Thus, the prospects for early pancreatic cancer detection are of enormous importance. Innovation Fund Denmark has just granted 13.1 million kroner for new and promising pancreatic cancer diagnostic technologies. Associate professor Birgitte Regenberg, University of Copenhagen’s Department of Biology heads the project. She and her research group have developed an extremely sensitive diagnostic method using what are known as ‘circular DNA’, a type of DNA found in blood and roughly half of all malignant tumors.
“Winning the battle against pancreatic cancer requires that we develop novel diagnostic technologies. We know that specific DNA sequences – known as circular DNA – are often produced in large numbers in cancer cells. We have been able to successfully measure these very distinct types of circular DNA in both cancer cells and blood,” says Associate Professor Regenberg.
The Innovation Fund grant will support research that can be used to diagnose early stage pancreatic cancer. The research group expects to develop technologies that:
- identify pancreatic cancer through blood tests.
- screen circular DNA in tumors to identify a ‘cancer type’ as accurately and safely as possible.
- classify cancer cells in individual patients, so as to implement individualized – and thereby more effective – treatment regimens.
The researchers expect this three-stage rocket to increase survival rates to 50% after 5 years.
Using circular DNA to identify cancer cells offers more than the obvious benefits to patients. The researchers also estimated the effect of clear diagnoses on Danish health care system and labour market costs. If the new technologies are introduced for pancreatic cancer screening and diagnostics, annual savings are expected to reach up to DKK 300 million.
“The Innovation Fund grant allows us to focus on getting our technology into a production phase quickly. Hand in hand with our industrial partners, we hope to move screening and diagnostic technologies into hospitals within the next five years,” says Birgitte Regenberg.
Collaboration on the new diagnostic method for pancreatic cancer is between the University of Copenhagen, ChemoMetec A/S, Herlev and Gentofte Hospitals and Roche.

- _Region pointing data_
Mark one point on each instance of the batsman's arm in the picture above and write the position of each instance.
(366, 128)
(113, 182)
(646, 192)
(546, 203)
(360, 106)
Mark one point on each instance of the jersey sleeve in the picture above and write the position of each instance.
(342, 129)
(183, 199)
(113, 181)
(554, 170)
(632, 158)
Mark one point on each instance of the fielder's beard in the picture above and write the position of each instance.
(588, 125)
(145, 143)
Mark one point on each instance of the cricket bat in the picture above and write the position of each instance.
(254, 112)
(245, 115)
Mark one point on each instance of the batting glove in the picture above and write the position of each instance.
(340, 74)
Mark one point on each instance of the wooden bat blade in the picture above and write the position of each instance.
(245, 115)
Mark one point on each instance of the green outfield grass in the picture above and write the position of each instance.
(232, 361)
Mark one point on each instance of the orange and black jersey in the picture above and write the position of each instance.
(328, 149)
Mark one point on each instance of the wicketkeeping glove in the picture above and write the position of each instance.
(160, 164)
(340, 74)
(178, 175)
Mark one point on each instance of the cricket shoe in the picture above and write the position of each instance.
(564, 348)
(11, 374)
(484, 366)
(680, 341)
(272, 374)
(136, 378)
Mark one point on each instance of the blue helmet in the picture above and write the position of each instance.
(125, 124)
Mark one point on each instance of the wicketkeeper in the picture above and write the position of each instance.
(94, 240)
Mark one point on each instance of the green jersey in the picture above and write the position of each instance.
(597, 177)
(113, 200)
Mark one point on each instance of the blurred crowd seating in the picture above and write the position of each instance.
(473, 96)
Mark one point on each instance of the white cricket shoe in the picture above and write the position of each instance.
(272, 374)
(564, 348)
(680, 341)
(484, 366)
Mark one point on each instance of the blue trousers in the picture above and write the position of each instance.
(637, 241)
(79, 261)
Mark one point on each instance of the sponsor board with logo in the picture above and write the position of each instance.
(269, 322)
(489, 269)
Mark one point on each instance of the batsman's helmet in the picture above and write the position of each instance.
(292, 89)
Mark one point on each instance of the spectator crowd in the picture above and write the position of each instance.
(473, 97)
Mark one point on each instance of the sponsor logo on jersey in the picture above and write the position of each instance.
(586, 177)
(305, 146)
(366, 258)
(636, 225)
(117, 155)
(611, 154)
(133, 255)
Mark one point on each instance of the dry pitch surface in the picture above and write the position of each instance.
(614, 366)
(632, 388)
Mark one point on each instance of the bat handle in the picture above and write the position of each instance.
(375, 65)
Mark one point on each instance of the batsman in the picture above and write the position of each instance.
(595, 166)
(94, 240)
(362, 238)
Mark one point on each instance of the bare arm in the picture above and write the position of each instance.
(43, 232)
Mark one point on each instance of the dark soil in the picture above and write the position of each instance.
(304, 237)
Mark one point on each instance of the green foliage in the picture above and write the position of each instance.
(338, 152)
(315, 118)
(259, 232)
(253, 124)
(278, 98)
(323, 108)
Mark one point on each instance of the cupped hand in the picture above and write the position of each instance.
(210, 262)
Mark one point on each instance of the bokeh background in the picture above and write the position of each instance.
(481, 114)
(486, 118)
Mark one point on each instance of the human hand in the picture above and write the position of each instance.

- _TASK TO COMPLETE_
Copy the pancreatic cancer article from "The researchers expect" up to and including "DKK 300 million.", and swap "three-stage rocket" for "three-part plan".

- _PROBLEM SOLUTION_
The researchers expect this three-part plan to increase survival rates to 50% after 5 years.
Using circular DNA to identify cancer cells offers more than the obvious benefits to patients. The researchers also estimated the effect of clear diagnoses on Danish health care system and labour market costs. If the new technologies are introduced for pancreatic cancer screening and diagnostics, annual savings are expected to reach up to DKK 300 million.